_ОТРЫВОК ДОКУМЕНТА:_
Правда, в лице г-жи Гиппиус мы имеем не что-либо крупное и многообещающее, потеря чего представляла бы своего рода общественное бедствие, вроде, например, безвременной смерти Пушкина или Лермонтова. Гибнет не крупный талант, а маленький талантик. Но, с одной стороны, разве не жаль, когда гибнет что бы то ни было живое, хотя бы самая миниатюрная божия коровка. А с другой стороны, и маленький талантик, раз он талантик, все-таки представляет нечто выдающееся над бесталанною посредственностью, такое счастливое произведение природы, которое составляет прелесть и радость жизни, потеря чего оставляет вокруг пустоту, обесцвечивает существование, делает его сереньким и монотонным.
К тому же, если бы дело шло только о потере! В настоящем же случае мы видим не одну потерю, а искажение, обезображение. Перед нами словно прекрасное личико, явившееся вдруг в растрепанном виде, с выпученными глазами, искаженными чертами, высунутым языком, — словом, со всеми признаками несомненного безумия.
В самом деле, что такое представляет собою в нашей текущей литературе г-жа Гиппиус, явившаяся на литературное поприще так еще недавно, но успевшая уже обратить на себя внимание и критики, и публики?.. Размер ее таланта не бог весть как велик и не бог весть, что обещал в будущем. Но в нем было несколько весьма симпатичных черт. Так, прежде всего мне нравилось в этом таланте отсутствие той шаблонности, которою грешат многие наши беллетристы средней руки и особенно женщины-писательницы. В рассказах г-жи Гиппиус вы встречаете на каждом шагу лица, исполненные конкретной индивидуальности, мастерски обрисованные двумя-тремя чертами, в трех-четырех строках рассказа, они тем не менее рельефно выступают перед вами, как живые, что составляет неотъемлемое достоинство таланта. Кто же будет оспаривать, что тонкое и сжатое письмо, уменье в немногих словах сказать многое составляют признак таланта, во всяком случае, недюжинного. Вместе с тем нравилось мне в г-же Гиппиус уменье ловко воспользоваться самыми, по-видимому, скудными материалами и красками, взять какой-нибудь затасканный сюжетец и суметь рассказать его так живо и увлекательно, что вы читаете рассказ с таким интересом, как будто он заключает в себе какое-то новое слово. Ну что, по-видимому, рискованнее таких тертых и перетертых сюжетов, как изображение петербургской мещаночки, обольщенной кондуктором, отдающей в воспитательный дом своего ребенка и затем хоронящей его на сельском кладбище, или же зауряднейшей любовной интриги горничной с фабричным парнем во время дачной жизни господ, или же, наконец, дрянных ухаживаний бесхарактерного барича за соседнею бонною-поповной. Но г-жа Гиппиус способна рассказать подобного рода сюжеты с такою и художественностью, и задушевностью, что вы не в состоянии оторваться от рассказа, пока не дочитаете его до конца-
Все эти неотъемлемые достоинства таланта г-жи Гиппиус вы можете встретить рассыпанными яркими блестками по всей книге ее рассказов. Но, к сожалению, лишь в немногих произведениях ее проявляются они всецело, господствуют от первой страницы до последней. В большинстве же достоинства эти являются в печально искаженном виде, а в некоторых и совсем отсутствуют, парализуясь теми тлетворными влияниями, теми прискорбными новейшими эстетическими веяниями, которые гибельно действуют на все молодые таланты, не отличающиеся крупными размерами, искажая, обезображивая их и, в конце концов, доводя до полного падения. Здесь мы можем наблюдать то самое явление, которое присуще всей природе и среди растительного, и среди животного царства. Когда является разгул каких-нибудь враждебных жизни стихий, гибельному действию их подвергается естественно все наиболее слабое и тщедушное. Так, внезапно наступившие морозы среди мая в состоянии бывают лишь замедлить развертывание почек на дубах или липах, но зато цветы яблонь или груш гибнут от их ледяного дыхания. То же самое видим мы и в области литературных талантов. Могучий талант не боится никаких бушующих вокруг него общественных бурь, никаких тлетворных умственных или нравственных зараз. Неуклонно и смело идет он своею дорогою к предназначенной цели. Может ли он подвергаться каким бы то ни было влияниям, когда сам он влияет на все окружающее? Совсем другое дело таланты маленькие и слабенькие: они пассивно, без малейшего сопротивления отдаются не только во власть бурь и непогод, но и каждого встреченного на пути едва журчащего мутного потока.

_ИСХОДНЫЕ ДАННЫЕ:_
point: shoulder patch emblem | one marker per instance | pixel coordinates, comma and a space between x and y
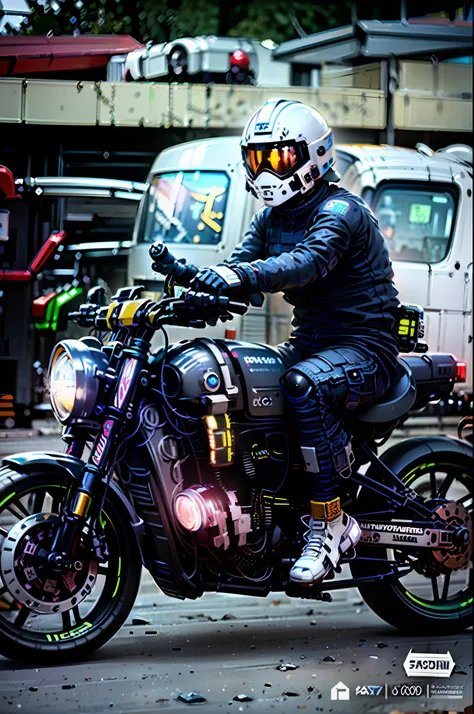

_ПИСЬМЕННОЕ ЗАДАНИЕ A:_ Что, согласно отрывку о творчестве г-жи Гиппиус, гибнет от ледяного дыхания внезапных морозов в мае?
_ПИСЬМЕННОЕ ЗАДАНИЕ B:_ Перепишите из отрывка о творчестве г-жи Гиппиус всё, начиная со слов «Правда, в лице» и вплоть до слов «сереньким и монотонным.».
_ПИСЬМЕННОЕ ЗАДАНИЕ C:_ Продолжите отрывок о творчестве г-жи Гиппиус, начав сразу после его последнего предложения.

_ИТОГОВЫЙ ОТВЕТ A:_ Цветы яблонь или груш.

_ИТОГОВЫЙ ОТВЕТ B:_
Правда, в лице г-жи Гиппиус мы имеем не что-либо крупное и многообещающее, потеря чего представляла бы своего рода общественное бедствие, вроде, например, безвременной смерти Пушкина или Лермонтова. Гибнет не крупный талант, а маленький талантик. Но, с одной стороны, разве не жаль, когда гибнет что бы то ни было живое, хотя бы самая миниатюрная божия коровка. А с другой стороны, и маленький талантик, раз он талантик, все-таки представляет нечто выдающееся над бесталанною посредственностью, такое счастливое произведение природы, которое составляет прелесть и радость жизни, потеря чего оставляет вокруг пустоту, обесцвечивает существование, делает его сереньким и монотонным.

_ИТОГОВЫЙ ОТВЕТ C:_
II

Прежде чем мы будем говорить о тех произведениях г-жи Гиппиус, в которых наиболее ярко выразилась та современная эстетическая эпидемия, которой заразилась молодая писательница, и прежде чем мы узнаем, до какого печального безобразия способна доводить молодые таланты эта эпидемия, мы обратим внимание на те произведения, в которых г-жа Гиппиус является в своем натуральном и здоровом виде, в которых природный талант ее проявляется свободно и непринужденно, без всяких потуг и претензий писательницы выйти из пределов свойственной ей области и данных ей природою сил. Одним словом, сначала мы рассмотрим, чем г-жа Гиппиус была, а затем увидим, чем она стала.
По порядку размещения рассказов в книге первым, в котором талант г-жи Гиппиус представляется в своем натуральном виде, является рассказ ‘Ближе к природе’. Это самая незатейливая картинка, маленький эпизодец из дачной жизни петербуржцев. Рассказывается, как два родственные семейства сговорились нанять сообща большую дачу в некотором отдалении от Петербурга. Дачу они нанимали зимою, когда были всюду хорошие зимние дороги. Когда же весною приехали на надлежащую станцию железной дороги со всеми своими пожитками, оказалось вдруг, что никаких дорог на дачу не существует, попасть же туда можно лишь на маленьком пароходике, более походившем на кофейник, причем пассажиры садились вокруг машины, иные на лавках, иные на столах, в лицо жара, сзади ветер, и ехать приходилось четыре часа.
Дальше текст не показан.